### TEXT PASSAGE

________________________________________

Step 3: unfold then pat dry between 2 towels, and scan before drying. it's much easier when the paper is slightly damp, it stays very flat. I set mine to the highest setting it would go, 600 dpi (i miss my old one, 1200!) with colour setting of course. I then saved the image in a lossless format (PSD a la photoshop in my case) so I could always have a backup in case I mess things up. Then after running a few image effects (my original scan was very orange) I resaved the files to new locations. Voilà! Ready to be inserted/chopped/overlayed/further-grunged/whatevered at the artist's whim.


Also included are 4 scans for those without scanners. These are all saved at 5000x3900 (give or take the 3900 part) so they should be plenty big for most purposes (had to move them down a bit to fit in the forum constraints). If anyone wants originals, let me know and I can make them available through my FTP, they are approx 6000x5000 and 96 megs as PSD. 

Enjoy!
To make it official, I am releasing these textures into public domain with the Creative Karma License 1.0 -- Free to use for any purposes whatsoever without restriction as long as you do something nice for someone at some point  :Smile:

----------


## Ascension

Glad you did this.  I don't drink tea but I've always wanted to try the technique.  I hear coffee grounds work too, but I don't drink that either.  I like 1 and 3 for maps (lighter), 2 and 4 for text (more character).

----------


## Juggernaut1981

If you're going to do it with coffee there are a few options...

Option 1 (The Weak Coffee Stain in a pot on the stove)
1tbspn into 500ml of water on a stove, boil and skim out the coffee grounds then do what CoyoteMax did.

Option 2 (The REALLY Long Black)
Make percolator coffee with double the water or half the coffee of usual then do what CoyoteMax did

Option 3 (The Grinds Rubbing)
Get a dishcloth, put a big spoon of coffee grinds into it, tie it into a ball and put it into boiling water for a little while (until you see the coffee soaking back out into the water).  Wrap a dry dishcloth around it and rub it onto the paper.  This is really good for adding in those "random damage" marks.


Done these on all sorts of things before... so give them a whirl.  Variations on the tea theme but they work nicely.

----------


## Coyotemax

Oooh, I may have to try the coffee method. thanks!

I may end up finding a use fur my espresso grounds too, I'll experiment one of these times and report back. (probably not until after mexico though)


Incidentally, when scanning, make sure and do both sides!  They will give you very similar looks, but different enough to be useable.

The observant among you may notice that's exactly what I did with the 4 textures listed above, that's 2 sheets of paper total  :Smile:

----------


## Ascension

All I drink is Pepsi or milk so I wonder if either of those will work  :Smile:   I'll report back as well.

________________________________________

### SOURCE MATERIAL
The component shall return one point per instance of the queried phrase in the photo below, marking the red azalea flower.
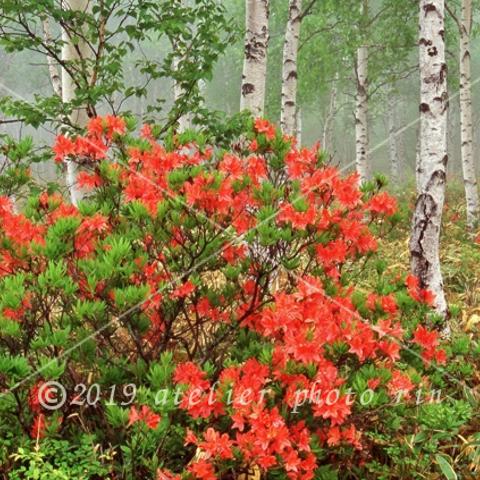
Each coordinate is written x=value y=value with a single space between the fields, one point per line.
x=144 y=415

________________________________________

### EXERCISE A
Summarize the forum thread on stained paper textures above in two sentences.
### EXERCISE B
Using the forum thread on stained paper textures above, decide whether each statement agrees with it, answering yes or no and quoting the words that decide it: (i) The scanner used for the textures was set to 1200 dpi. (ii) The original PSD files are about 96 megs each. (iii) Ascension prefers textures 1 and 3 for text.
### EXERCISE C
Quote the forum thread on stained paper textures above from "Make percolator coffee" to "they work nicely.".

### ANSWER A
One poster describes scanning the stained paper while it is still slightly damp at 600 dpi, saving a lossless PSD backup, correcting the orange tint with image effects, and sharing four large scans released under the Creative Karma License 1.0. Replies add three coffee-based staining methods, and the original poster advises scanning both sides of each sheet, since the four textures came from two sheets of paper.

### ANSWER B
(i) No: "I set mine to the highest setting it would go, 600 dpi (i miss my old one, 1200!)"
(ii) Yes: "they are approx 6000x5000 and 96 megs as PSD"
(iii) No: "I like 1 and 3 for maps (lighter), 2 and 4 for text (more character)."

### ANSWER C
Make percolator coffee with double the water or half the coffee of usual then do what CoyoteMax did

Option 3 (The Grinds Rubbing)
Get a dishcloth, put a big spoon of coffee grinds into it, tie it into a ball and put it into boiling water for a little while (until you see the coffee soaking back out into the water).  Wrap a dry dishcloth around it and rub it onto the paper.  This is really good for adding in those "random damage" marks.


Done these on all sorts of things before... so give them a whirl.  Variations on the tea theme but they work nicely.